• [ASSIGNED TASK]: Reproduce the entries word for word, and omit any picture you find in them.

----

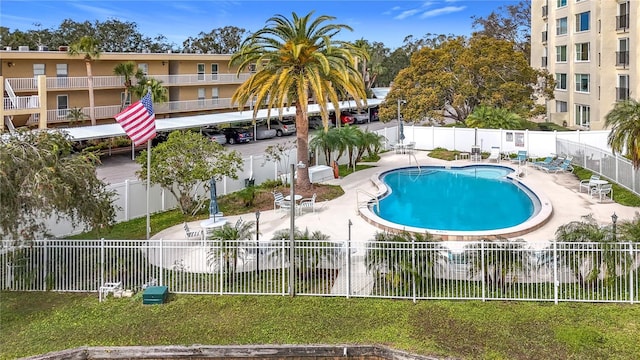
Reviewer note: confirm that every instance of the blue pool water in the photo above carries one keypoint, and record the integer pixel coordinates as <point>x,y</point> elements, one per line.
<point>459,199</point>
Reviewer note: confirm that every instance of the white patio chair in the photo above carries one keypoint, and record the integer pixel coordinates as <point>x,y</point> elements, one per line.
<point>308,203</point>
<point>603,191</point>
<point>588,184</point>
<point>192,233</point>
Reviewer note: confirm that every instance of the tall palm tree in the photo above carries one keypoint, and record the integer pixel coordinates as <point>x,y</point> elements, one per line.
<point>624,122</point>
<point>90,49</point>
<point>128,70</point>
<point>295,59</point>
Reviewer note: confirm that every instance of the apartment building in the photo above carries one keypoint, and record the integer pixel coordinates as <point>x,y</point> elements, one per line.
<point>592,47</point>
<point>41,87</point>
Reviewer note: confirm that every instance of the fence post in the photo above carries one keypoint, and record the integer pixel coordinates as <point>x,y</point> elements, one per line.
<point>631,273</point>
<point>413,266</point>
<point>349,265</point>
<point>482,265</point>
<point>556,283</point>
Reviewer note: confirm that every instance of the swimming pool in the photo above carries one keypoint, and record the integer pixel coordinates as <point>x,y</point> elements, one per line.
<point>468,202</point>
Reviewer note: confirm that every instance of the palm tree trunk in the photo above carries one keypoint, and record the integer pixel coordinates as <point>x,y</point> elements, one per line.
<point>92,104</point>
<point>302,138</point>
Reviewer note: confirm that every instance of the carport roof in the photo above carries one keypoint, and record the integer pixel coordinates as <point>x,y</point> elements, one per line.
<point>196,121</point>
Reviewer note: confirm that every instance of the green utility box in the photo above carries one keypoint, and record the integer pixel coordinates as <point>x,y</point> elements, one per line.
<point>155,295</point>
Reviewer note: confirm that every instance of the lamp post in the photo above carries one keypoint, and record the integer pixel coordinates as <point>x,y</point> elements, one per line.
<point>614,219</point>
<point>293,224</point>
<point>258,243</point>
<point>400,102</point>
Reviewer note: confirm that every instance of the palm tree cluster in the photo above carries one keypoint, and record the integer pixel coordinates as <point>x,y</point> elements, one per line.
<point>350,140</point>
<point>296,59</point>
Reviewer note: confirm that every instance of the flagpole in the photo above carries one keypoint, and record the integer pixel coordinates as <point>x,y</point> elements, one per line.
<point>148,186</point>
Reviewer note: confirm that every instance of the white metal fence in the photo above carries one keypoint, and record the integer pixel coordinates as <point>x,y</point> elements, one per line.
<point>484,270</point>
<point>615,167</point>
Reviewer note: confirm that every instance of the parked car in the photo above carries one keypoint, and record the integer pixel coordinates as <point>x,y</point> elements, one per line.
<point>361,116</point>
<point>237,135</point>
<point>214,134</point>
<point>263,132</point>
<point>283,127</point>
<point>345,118</point>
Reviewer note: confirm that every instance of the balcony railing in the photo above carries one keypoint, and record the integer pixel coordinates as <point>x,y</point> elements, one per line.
<point>622,94</point>
<point>107,82</point>
<point>622,58</point>
<point>622,22</point>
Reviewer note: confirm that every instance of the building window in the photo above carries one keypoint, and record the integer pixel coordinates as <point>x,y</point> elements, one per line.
<point>561,106</point>
<point>582,52</point>
<point>582,82</point>
<point>582,21</point>
<point>583,115</point>
<point>561,81</point>
<point>622,20</point>
<point>561,26</point>
<point>144,68</point>
<point>622,55</point>
<point>561,53</point>
<point>214,72</point>
<point>215,95</point>
<point>38,69</point>
<point>622,91</point>
<point>62,106</point>
<point>200,71</point>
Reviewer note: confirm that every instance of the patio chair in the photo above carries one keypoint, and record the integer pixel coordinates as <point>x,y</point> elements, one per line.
<point>308,203</point>
<point>192,233</point>
<point>521,158</point>
<point>495,154</point>
<point>279,202</point>
<point>603,191</point>
<point>588,184</point>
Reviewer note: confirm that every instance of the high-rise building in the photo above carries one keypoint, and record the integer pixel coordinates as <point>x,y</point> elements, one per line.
<point>592,48</point>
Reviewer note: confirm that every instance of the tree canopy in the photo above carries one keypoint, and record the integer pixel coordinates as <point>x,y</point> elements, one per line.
<point>186,160</point>
<point>40,178</point>
<point>297,58</point>
<point>458,75</point>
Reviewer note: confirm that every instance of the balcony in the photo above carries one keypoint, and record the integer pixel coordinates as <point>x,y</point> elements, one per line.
<point>622,58</point>
<point>622,22</point>
<point>114,82</point>
<point>622,94</point>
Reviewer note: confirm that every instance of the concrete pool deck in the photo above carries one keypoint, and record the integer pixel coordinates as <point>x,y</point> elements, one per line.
<point>332,217</point>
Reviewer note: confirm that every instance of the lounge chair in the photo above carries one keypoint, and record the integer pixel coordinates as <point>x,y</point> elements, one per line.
<point>521,158</point>
<point>192,233</point>
<point>308,203</point>
<point>588,184</point>
<point>494,155</point>
<point>603,191</point>
<point>564,167</point>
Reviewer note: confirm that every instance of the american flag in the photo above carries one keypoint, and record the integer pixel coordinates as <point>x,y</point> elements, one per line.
<point>138,120</point>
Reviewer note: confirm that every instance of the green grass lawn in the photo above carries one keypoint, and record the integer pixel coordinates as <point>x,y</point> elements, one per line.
<point>39,322</point>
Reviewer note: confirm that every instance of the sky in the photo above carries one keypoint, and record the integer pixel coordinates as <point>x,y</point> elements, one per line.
<point>388,22</point>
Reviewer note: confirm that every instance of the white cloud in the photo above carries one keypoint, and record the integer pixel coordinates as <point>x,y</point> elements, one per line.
<point>442,11</point>
<point>405,14</point>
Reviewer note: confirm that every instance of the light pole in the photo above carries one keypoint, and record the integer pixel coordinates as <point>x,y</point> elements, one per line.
<point>293,223</point>
<point>400,135</point>
<point>614,219</point>
<point>258,243</point>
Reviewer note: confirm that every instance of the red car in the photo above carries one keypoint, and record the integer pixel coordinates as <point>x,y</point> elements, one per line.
<point>346,118</point>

----

• [EXERCISE RESPONSE]:
Reviewer note: confirm that every instance of the blue pool water in the photo above carries one keypoint, and record the integer pixel coordinates as <point>x,y</point> elements, one per line.
<point>459,199</point>
Reviewer note: confirm that every instance of the white patio chair in the photo above carries one keypoint, and record the integer pixel coordinates as <point>x,y</point> elements, one per line.
<point>308,203</point>
<point>603,191</point>
<point>588,184</point>
<point>192,233</point>
Reviewer note: confirm that every instance of the tall palm tree in the photo above carries one keypoint, and record the integer pixel coordinates as <point>x,y</point> elements, one per line.
<point>624,122</point>
<point>90,49</point>
<point>128,70</point>
<point>295,59</point>
Reviewer note: confirm that every instance of the apartment building in the photo above carries one keypoint, and record the integer pixel coordinates as <point>x,y</point> elements, one per line.
<point>592,47</point>
<point>41,87</point>
Reviewer note: confirm that every instance of the fence post in the photo above carries one keypoint, and record the integer pixel coordinates as <point>x,y</point> elements, one per line.
<point>631,273</point>
<point>413,266</point>
<point>349,265</point>
<point>482,265</point>
<point>556,283</point>
Reviewer note: confirm that every instance of the swimming pool in the photo above carries one keypoint, and record the integer pixel coordinates as <point>x,y</point> elements, one per line.
<point>468,202</point>
Reviewer note: confirm that every instance of the palm tree trunk in the photo above carries one keypoint, and record the integer pixel coordinates as <point>x,y</point> elements, one per line.
<point>92,104</point>
<point>302,138</point>
Reviewer note: confirm that every instance of the carport roof in the photo above carries one keypoint, and record the integer pixel coordinates as <point>x,y</point> elements, one per line.
<point>196,121</point>
Reviewer note: confirm that every instance of the green utility box in the photo above carries one keypoint, and record the integer pixel coordinates as <point>x,y</point> elements, one per line.
<point>155,295</point>
Reviewer note: confirm that every instance of the lamp post in the photo above carries one keypoint, and record the integer pixel coordinates as <point>x,y</point> elements, one per line.
<point>614,219</point>
<point>293,224</point>
<point>258,243</point>
<point>400,102</point>
Reviewer note: confirm that every instance of the palm tree cluster in the photo above carries one keypoint, and record the integer pixel coordinates as <point>x,y</point> elements, one per line.
<point>350,140</point>
<point>296,59</point>
Reviewer note: confirm that every instance of the flagpole in the photo above carries one keypoint, and record the integer pixel coordinates as <point>x,y</point> elements, one per line.
<point>148,186</point>
Reviewer note: confirm that every instance of the white metal fence in the photo above carries one keypoint, and record the integer pixel coordinates as <point>x,y</point> elements, one per line.
<point>484,270</point>
<point>615,167</point>
Reviewer note: confirm that every instance of the parked car in the photo above carries one keypoint, and record the integer pixel coordinates as <point>x,y</point> elements, one per line.
<point>361,116</point>
<point>237,135</point>
<point>214,134</point>
<point>263,132</point>
<point>283,127</point>
<point>345,118</point>
Reviewer note: confirm that every instance of the balcony railing in the photo above carries one keypoint, and record the integer pixel coordinates as <point>x,y</point> elements, one per line.
<point>622,94</point>
<point>107,82</point>
<point>622,58</point>
<point>622,22</point>
Reviewer note: confirm that every instance of the building window in the photo above carries one keypoint, and record the integer pixel coordinates as <point>x,y</point> elements, one per line.
<point>561,106</point>
<point>582,52</point>
<point>582,82</point>
<point>582,21</point>
<point>583,115</point>
<point>561,81</point>
<point>622,20</point>
<point>561,26</point>
<point>144,68</point>
<point>622,55</point>
<point>561,53</point>
<point>214,72</point>
<point>215,95</point>
<point>38,69</point>
<point>622,91</point>
<point>62,106</point>
<point>200,71</point>
Reviewer note: confirm that every instance of the patio chair in the photo above carries one keypoint, and record the integer pixel coordinates as <point>x,y</point> elements, one per line.
<point>308,203</point>
<point>192,233</point>
<point>521,158</point>
<point>495,154</point>
<point>279,202</point>
<point>603,191</point>
<point>588,184</point>
Reviewer note: confirm that every instance of the high-rise building in the photo above carries one keypoint, and record the integer pixel coordinates as <point>x,y</point> elements, one per line.
<point>592,48</point>
Reviewer note: confirm that every instance of the tree canopy in the photo above carries one keypoint, and record the integer pixel coordinates as <point>x,y</point> elements, one per line.
<point>186,160</point>
<point>40,178</point>
<point>297,58</point>
<point>458,75</point>
Reviewer note: confirm that every instance of the balcony in the photo above carries one keypoint, and record the integer pixel coordinates as <point>x,y</point> elements, one per line.
<point>622,58</point>
<point>622,22</point>
<point>114,82</point>
<point>622,94</point>
Reviewer note: confirm that every instance of the concrete pool deck in the photo above carries one keypoint, and record the integer pixel coordinates as <point>x,y</point> elements, one per line.
<point>332,217</point>
Reviewer note: confirm that every instance of the lounge chair in the photo above carries one keypoint, and record the integer pixel coordinates as <point>x,y</point> elements, one per line.
<point>521,158</point>
<point>192,233</point>
<point>308,203</point>
<point>588,184</point>
<point>494,155</point>
<point>603,191</point>
<point>564,167</point>
Reviewer note: confirm that every instance of the american flag in the photo above carries one keypoint, and record the integer pixel coordinates as <point>x,y</point> elements, one per line.
<point>138,120</point>
Reviewer note: confirm that every instance of the green grass lawn in the photo above carries one keypoint, and record the integer pixel coordinates as <point>x,y</point> elements, one per line.
<point>39,322</point>
Reviewer note: confirm that every instance of the sky in the photo above carries one keypoint, and record the integer pixel coordinates as <point>x,y</point> elements, one per line.
<point>388,22</point>
Reviewer note: confirm that every instance of the white cloud in the photo above carries one keypoint, and record the integer pixel coordinates as <point>x,y</point> elements, one per line.
<point>442,11</point>
<point>405,14</point>
Reviewer note: confirm that every instance of the light pole in the photo above carries one keypoint, and record the integer pixel coordinates as <point>x,y</point> elements, one per line.
<point>293,223</point>
<point>400,135</point>
<point>614,219</point>
<point>258,243</point>
Reviewer note: confirm that every instance of the red car in the photo above carries one keypoint, and record the integer pixel coordinates as <point>x,y</point> elements, one per line.
<point>346,118</point>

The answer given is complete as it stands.